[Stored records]
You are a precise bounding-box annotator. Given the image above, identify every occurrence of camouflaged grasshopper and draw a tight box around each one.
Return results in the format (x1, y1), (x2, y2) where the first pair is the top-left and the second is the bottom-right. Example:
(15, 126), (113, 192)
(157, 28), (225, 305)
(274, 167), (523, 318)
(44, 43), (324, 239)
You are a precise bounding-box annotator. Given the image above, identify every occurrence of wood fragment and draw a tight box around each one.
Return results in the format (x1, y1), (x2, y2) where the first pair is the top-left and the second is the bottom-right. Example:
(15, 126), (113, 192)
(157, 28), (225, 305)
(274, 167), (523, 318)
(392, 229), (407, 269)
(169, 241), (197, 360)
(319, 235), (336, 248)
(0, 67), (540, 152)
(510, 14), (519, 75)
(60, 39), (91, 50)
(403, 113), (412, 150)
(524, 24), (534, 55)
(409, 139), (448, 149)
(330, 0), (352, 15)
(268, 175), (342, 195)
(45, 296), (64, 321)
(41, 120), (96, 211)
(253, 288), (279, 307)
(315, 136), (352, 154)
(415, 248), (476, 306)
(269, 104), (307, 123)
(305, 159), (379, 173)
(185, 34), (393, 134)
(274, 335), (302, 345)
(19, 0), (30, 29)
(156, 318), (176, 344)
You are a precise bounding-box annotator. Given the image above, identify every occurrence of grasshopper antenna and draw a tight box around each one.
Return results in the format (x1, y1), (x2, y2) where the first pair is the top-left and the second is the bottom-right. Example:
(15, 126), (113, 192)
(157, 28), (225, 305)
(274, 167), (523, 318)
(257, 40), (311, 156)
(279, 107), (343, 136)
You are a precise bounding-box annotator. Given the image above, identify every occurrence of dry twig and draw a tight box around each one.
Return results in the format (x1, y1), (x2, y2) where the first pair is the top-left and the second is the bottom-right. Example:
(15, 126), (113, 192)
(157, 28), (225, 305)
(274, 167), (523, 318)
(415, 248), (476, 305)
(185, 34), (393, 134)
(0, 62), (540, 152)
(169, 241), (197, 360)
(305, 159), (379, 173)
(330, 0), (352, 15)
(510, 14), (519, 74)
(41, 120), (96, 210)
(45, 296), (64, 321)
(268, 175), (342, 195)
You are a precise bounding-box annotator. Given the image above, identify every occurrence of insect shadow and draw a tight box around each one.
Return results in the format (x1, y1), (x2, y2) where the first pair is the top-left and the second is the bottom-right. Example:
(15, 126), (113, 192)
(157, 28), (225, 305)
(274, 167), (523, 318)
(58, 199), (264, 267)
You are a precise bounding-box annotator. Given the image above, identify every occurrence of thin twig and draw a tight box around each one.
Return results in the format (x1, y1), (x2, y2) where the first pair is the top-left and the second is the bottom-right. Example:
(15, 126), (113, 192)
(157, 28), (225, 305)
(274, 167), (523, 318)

* **WRITTEN INSTRUCTION**
Show each line of the material that contains the word "occurrence", matching case exactly.

* **EXERCISE SOLUTION**
You are a precise bounding-box annotator. Given the image above, identify every occurrence of camouflaged grasshopper and draw a tight box around each one.
You are a precise bounding-box annotator. Given the image above, identify every occurrence of wood fragment and draw a tight box around each one.
You are a precise bounding-box annotator. Given the image above, identify every occurrence of grasshopper antenna and draw a tight box around each one.
You are a precise bounding-box annotator. Given the image above, identify every occurrence of dry twig and draw a tight box around each one.
You are a precise bounding-box annotator. Given the image above, identify every occurrence of insect shadow and draw a tight box around each one.
You are a precise bounding-box annotator. Given the image above, identify every occurrence of thin twig and draw a tight box around each one.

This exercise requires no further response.